● Given task 1: List each person named by full name in the article below about Taylor Hall's contract with the Sabres.

Taylor Hall is teaming up with Jack Eichel in Buffalo.
The top forward on the 2020 free-agent market, and arguably top prize overall, has signed a one-year, $8-million deal with the Sabres.
Hall’s deal, originally reported by Sportsnet’s Elliotte Friedman, has since been confirmed by the team.
“I certainly hope that the players and coaches and our staff and the organization are excited, and our fans are excited,” Sabres general manager Kevyn Adams said in a video conference Sunday.
“This is a great step. But we’re in a position right now where we have to go earn it. We have to go get better every day.”
Adams explained the short-term contract doesn’t preclude the two sides agreeing to a lengthier deal next off-season.
“We believe in Taylor as a player and a person, and we hope this turns into a long-term relationship for both sides that works,” he said. “We’ll see where that goes.”

● Given task 2: Pull out every row below that contains the word "wall" and copy each one.

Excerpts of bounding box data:
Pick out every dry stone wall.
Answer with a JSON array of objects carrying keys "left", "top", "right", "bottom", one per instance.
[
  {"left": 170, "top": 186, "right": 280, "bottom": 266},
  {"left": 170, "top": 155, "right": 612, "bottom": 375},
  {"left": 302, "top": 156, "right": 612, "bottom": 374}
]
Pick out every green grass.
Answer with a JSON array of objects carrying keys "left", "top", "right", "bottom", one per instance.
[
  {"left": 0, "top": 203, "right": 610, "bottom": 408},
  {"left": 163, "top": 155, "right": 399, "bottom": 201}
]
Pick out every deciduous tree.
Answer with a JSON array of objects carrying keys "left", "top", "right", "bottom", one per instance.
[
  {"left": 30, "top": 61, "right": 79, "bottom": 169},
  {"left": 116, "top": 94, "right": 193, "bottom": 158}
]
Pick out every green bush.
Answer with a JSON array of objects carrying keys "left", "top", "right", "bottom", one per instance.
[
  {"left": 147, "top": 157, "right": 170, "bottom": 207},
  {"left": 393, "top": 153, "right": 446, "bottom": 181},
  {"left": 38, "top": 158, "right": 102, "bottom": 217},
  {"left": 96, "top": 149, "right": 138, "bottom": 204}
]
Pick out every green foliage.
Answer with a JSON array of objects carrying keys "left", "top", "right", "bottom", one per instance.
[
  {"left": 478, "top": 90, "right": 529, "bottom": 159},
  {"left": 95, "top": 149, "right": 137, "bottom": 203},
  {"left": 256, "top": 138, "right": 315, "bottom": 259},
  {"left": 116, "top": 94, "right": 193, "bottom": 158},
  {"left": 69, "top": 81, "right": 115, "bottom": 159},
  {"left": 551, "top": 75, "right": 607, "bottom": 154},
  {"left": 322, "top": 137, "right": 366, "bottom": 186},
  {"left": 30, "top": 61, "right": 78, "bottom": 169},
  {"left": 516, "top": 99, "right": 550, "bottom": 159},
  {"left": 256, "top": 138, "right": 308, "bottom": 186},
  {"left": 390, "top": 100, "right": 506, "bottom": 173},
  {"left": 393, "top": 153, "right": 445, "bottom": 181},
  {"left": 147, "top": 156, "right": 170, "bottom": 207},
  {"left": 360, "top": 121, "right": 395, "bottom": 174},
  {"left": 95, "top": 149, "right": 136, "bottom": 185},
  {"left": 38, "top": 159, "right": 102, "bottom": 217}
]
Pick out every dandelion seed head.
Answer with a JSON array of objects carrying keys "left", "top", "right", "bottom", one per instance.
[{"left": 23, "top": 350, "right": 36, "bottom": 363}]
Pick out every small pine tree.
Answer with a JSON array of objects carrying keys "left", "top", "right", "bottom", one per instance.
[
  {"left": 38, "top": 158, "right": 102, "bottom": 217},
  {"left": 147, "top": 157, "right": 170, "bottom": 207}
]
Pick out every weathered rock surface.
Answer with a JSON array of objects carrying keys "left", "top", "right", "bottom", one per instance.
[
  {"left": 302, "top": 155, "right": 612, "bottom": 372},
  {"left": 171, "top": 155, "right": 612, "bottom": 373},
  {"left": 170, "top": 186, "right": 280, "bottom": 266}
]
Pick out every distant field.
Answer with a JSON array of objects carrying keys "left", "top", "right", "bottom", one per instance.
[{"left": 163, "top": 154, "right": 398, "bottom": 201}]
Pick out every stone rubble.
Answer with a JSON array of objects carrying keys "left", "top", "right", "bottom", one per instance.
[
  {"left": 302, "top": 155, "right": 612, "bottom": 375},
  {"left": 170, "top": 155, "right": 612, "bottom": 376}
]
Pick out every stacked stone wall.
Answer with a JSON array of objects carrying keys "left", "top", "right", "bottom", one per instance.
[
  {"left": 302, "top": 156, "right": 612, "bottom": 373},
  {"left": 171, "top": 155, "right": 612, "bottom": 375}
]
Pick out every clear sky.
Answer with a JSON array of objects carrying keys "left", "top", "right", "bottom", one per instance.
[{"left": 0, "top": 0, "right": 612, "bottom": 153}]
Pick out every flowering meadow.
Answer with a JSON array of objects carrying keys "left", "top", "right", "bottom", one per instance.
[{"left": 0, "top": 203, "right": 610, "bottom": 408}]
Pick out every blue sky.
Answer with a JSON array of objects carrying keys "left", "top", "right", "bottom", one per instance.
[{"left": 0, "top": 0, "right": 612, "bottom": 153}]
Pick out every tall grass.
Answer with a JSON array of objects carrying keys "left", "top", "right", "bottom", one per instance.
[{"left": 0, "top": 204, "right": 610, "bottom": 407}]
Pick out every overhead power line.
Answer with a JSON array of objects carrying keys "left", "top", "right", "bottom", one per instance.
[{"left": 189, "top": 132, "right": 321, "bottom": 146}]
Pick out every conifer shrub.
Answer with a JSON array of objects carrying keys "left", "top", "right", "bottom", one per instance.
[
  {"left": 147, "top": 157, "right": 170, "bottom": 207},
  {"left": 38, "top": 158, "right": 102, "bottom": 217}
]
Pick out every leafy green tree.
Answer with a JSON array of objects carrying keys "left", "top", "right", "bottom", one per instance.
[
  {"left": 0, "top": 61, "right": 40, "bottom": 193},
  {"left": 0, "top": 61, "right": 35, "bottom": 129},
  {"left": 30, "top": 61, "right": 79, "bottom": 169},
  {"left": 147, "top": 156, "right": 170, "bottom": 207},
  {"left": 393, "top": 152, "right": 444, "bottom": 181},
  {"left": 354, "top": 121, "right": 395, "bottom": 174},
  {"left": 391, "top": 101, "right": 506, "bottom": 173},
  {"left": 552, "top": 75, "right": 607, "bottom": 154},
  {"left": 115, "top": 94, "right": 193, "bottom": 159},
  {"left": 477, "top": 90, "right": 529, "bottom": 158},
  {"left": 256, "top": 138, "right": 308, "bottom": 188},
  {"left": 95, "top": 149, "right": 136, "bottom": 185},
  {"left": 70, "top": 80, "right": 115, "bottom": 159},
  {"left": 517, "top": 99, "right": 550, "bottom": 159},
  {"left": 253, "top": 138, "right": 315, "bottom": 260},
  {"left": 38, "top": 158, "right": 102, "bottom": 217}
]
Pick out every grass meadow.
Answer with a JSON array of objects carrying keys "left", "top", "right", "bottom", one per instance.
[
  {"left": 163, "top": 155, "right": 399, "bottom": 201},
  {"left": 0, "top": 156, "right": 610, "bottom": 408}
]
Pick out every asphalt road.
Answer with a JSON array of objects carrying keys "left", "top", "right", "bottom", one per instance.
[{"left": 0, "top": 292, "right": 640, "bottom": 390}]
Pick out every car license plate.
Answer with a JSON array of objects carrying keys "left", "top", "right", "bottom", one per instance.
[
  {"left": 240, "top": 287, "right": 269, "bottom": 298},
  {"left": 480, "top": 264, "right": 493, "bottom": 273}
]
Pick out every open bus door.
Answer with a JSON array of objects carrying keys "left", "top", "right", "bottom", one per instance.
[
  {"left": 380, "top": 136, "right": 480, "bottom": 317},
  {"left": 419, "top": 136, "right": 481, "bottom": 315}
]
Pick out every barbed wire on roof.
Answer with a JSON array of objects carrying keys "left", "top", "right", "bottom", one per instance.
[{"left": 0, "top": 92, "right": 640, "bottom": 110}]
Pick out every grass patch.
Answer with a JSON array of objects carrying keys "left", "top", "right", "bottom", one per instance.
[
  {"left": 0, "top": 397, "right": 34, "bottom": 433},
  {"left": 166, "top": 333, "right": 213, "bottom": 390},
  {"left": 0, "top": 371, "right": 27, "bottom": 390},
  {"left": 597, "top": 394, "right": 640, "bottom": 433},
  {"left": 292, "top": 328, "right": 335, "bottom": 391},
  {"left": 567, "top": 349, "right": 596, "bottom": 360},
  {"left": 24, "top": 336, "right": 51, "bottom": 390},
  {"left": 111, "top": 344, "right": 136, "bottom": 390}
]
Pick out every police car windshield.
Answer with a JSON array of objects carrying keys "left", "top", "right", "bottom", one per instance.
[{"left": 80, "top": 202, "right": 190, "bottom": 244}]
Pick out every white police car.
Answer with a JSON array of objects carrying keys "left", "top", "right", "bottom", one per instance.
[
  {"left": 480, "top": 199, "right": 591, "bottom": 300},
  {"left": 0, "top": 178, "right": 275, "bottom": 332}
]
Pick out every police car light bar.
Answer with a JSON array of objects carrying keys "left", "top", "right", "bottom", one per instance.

● Output 1:
Taylor Hall
Jack Eichel
Elliotte Friedman
Kevyn Adams

● Output 2:
Pick out every dry stone wall.
Pick out every stacked stone wall.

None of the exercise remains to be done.